• _本文抜粋_:

○ ○ ○ ○ ○ ○ ○

表面のなめらかな本格的な石鹸を、苛性ソーダを使うことなく作ることが出来たらよくないですか。

以前に、石鹸の塊を細かく削って、それを固め直すという方法で手作り(リメイク)したのですが、
どうしても表面がゴツゴツとしてしまい、求めている物とは違う。 できれば、お洒落な雑貨屋さんなんかにあるような、苛性ソーダを用いて作られた感じの 表面が「なめらか」なものを安全に作りたい。
そう思って、色々と調べていくつか試してみました。 その結果、自分なりにですが満足のいくものが出来るようになりました。 以下は、その時の備忘録です。

使用する材料としては、パーム油がベースの、石鹸素地100%で出来た既存の石鹸を使用します。
なお、すべての種類の石鹸で作れるのかどうかは分かりません。


まず、どうしたら「なめらか」になるのかを、色々と試してみました

細かく削った石鹸

既存の石鹸を材料とした場合、どうしたら表面がゴツゴツとせずに「なめらかで均一」なものを作る(リメイクする)ことが出来るのか、
3つのパターンを試してみました。
ちなみに、作り直したり リメイクしたりすることをリバッチというらしいです。

まず基本の材料は、以前に「手でこねて」手作りした時と同じように、石鹸を細かく削ったものを使用します。

条件としては、細かく削ったものを各50gずつ用意して、そこに水分を加えてから、3パターンのそれぞれの方法で作ります。

パターン(ふやかしてから潰すだけ)

以前に、「手でこねて」作った時と同じ方法です。 ただし、ふやかす時間をかなり長くしてみました。
まず、材料をポリ袋に入れて、素地と水分をある程度均一に混ぜてから、水分が蒸発して乾燥しないように、空気とは遮断した状態で2日間寝かせて素地をふやかしました。
その理由は、よくお風呂の中に濡れたまま石鹸を置いておくと、ふやけて少し溶けた状態になってしまいますが。
それを利用して、少しでも素地の「ツブツブ感」を無くし「なめらかで均一」な見た目にすることが出来ないかというものです。

結果は…。以前とそれほど変わりませんでした。

↓以前作った方法はこちら
最も簡単な、ハンドメイド石鹸の作り方
パターン(電子レンジで溶かす)

熱を加えると、軟らかくなって「なめらか」に出来るらしいので、ボウルに材料を入れて、レンジで加熱してみました。
すると、少し透明っぽくなり 軟らかくもなってきたので、よし!これでなめらかになるぞ!と思ったのですが、
その後、冷めてくると、レンジでチンしていない時よりも逆に硬めになってきて、練れば練るほどボロボロともろくなり固まり難くなってしまいました。
失敗したかなと思ったのですが、ただ単に加熱不足だったようで、さらに加熱をするとしっかりと溶けてくれて キレイなものが出来ました。

詳しい作り方(下に移動)
パターン(湯煎して溶かす

次は、湯煎でも軟らかく「なめらか」になるらしいので、材料をステンレスのボウルに入れて、軟らかくなるまで湯煎してみました。
途中で、おやっ ということもありましたが、しっかりと溶けて キレイなものが出来ました。

なお、調べによると、湯煎やレンジなどで溶かす場合、石鹸の種類や状態によっては、素地を水分でふやかす必要もあるようです。

○ ○ ○ ○ ○ ○ ○

• _取り組み課題_:
a) 石鹸のリメイクに関する本文を、2文で要約してください。
b) 石鹸のリメイクに関する本文を、最後の文の後から書き継いでください。
ここに並ぶ記録は、この本文とは何の関わりもありません。

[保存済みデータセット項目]
○ ○ ○ ○ ○ ○ ○

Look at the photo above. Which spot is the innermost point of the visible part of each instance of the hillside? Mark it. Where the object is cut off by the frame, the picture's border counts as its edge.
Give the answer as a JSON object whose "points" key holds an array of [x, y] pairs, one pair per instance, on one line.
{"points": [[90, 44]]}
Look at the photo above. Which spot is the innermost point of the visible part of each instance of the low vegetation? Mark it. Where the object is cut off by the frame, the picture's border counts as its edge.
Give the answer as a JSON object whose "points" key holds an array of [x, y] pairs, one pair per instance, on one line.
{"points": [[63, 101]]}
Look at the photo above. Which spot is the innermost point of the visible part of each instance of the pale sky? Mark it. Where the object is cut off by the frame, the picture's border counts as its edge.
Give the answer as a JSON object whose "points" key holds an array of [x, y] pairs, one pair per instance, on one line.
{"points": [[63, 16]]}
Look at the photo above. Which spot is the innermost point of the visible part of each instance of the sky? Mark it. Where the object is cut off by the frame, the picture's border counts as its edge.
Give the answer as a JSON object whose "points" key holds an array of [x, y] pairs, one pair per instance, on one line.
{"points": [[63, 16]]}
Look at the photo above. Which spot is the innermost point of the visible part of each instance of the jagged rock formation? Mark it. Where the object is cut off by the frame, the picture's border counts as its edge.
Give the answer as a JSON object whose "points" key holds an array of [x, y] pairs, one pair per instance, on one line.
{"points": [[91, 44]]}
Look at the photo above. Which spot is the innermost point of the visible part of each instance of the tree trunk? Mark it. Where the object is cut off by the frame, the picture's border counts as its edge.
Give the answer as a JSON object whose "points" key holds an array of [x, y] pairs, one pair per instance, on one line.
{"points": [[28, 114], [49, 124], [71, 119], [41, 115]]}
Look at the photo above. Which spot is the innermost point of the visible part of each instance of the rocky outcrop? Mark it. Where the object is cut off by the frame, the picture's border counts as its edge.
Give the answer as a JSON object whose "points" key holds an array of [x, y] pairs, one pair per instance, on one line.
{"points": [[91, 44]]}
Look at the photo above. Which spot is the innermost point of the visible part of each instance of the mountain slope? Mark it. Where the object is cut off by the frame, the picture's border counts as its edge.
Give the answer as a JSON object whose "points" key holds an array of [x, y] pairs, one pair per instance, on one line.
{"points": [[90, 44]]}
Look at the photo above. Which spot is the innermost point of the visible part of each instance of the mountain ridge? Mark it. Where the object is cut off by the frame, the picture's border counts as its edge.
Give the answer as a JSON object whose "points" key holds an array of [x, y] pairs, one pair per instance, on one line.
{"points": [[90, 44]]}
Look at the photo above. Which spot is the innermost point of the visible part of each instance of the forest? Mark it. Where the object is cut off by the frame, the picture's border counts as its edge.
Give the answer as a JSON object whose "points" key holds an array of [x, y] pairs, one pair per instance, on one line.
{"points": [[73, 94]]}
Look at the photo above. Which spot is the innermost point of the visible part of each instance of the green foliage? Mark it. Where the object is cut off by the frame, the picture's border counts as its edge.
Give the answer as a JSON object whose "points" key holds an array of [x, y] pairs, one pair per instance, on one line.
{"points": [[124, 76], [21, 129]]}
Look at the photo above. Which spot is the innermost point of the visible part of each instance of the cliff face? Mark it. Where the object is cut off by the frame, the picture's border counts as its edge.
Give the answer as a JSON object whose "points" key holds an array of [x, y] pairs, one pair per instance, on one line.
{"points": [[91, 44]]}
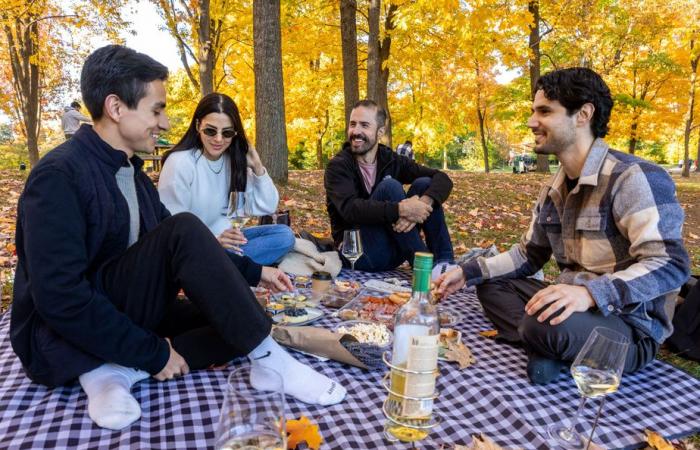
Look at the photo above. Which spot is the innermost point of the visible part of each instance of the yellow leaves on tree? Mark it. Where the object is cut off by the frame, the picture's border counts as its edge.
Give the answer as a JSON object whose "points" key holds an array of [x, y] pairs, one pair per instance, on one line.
{"points": [[303, 430]]}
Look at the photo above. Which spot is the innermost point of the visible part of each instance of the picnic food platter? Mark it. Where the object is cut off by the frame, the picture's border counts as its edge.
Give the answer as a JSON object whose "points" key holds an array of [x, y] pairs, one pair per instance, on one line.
{"points": [[298, 316], [340, 293], [373, 306]]}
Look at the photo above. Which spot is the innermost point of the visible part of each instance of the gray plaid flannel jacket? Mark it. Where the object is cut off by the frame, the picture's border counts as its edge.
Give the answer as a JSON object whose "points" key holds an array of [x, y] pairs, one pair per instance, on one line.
{"points": [[618, 232]]}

○ ○ ○ ○ ○ ○ ○

• _解答一覧_:
a) 苛性ソーダを使わずに表面がなめらかな石鹸を作るため、パーム油ベースで石鹸素地100%の既存の石鹸を細かく削り、50gずつに水分を加えて3つの方法を試した。ふやかしてから潰すだけの方法では以前とあまり変わらなかったが、電子レンジで十分に加熱する方法と湯煎で溶かす方法では、しっかり溶けてきれいなものが出来た。

b)
なぜなら、種類や状態によっては、石鹸が溶ける為に100℃以上必要な場合もあるのですが、ふやかして水分量を多くすると、それが100℃以下でも溶けるようになるらしいのです。
つまり、湯煎のお湯は100℃より高くはならないので、水分でふやかして素地の融点を下げるということですね。

詳しい作り方(下に移動)

■電子レンジで、なめらかな石鹸を作る方法

試した結果、電子レンジで素地を溶かす方法が一番簡単だったので、量を増やして再度作ってみました。

材料各種を並べた様子
基本の材料

【石鹸素地100%で出来た石鹸】 1個(100g程)
無香料・無着色(無添加)のモノを選びました。
とにかく原材料の表示には、石鹸素地100%の他には何も書かれていないもの。

【水分】 60g程(60cc)
お湯、水、精製水、ハーブティーなど。
*香りを付けたい場合、ハーブティーならばそのまま使用。 お湯や水を使用するなら、最後に型へ入れる直前に精油を3~5滴程度加える。
道具

【削り器】 おろし金(大根おろし器)や、チーズグレーター(チーズおろし器/削り器)
【ゴムベラ】(スパチュラ) 先端のヘラ部分がシリコンなど、ゴム状のものが便利。
【型枠】 適当なサイズ・形の、箱や枠など。
【容器】 プラスチック製や、耐熱ガラスのボウルなど。 *レンジで使用するので金属製の容器はNG。

■作り方


おろし金で削る様子

.まずは、石鹸を削って細かくします。

今回は、溶けやすいように、おろし金で細かく削りました。また、チーズ削り器でも細かく削れます。
そのほか、ピーラーやナイフなどのほうが使い易いのであれば、それらを使って細かくしても良いとおもいます。
とにかく、怪我をしないように注意。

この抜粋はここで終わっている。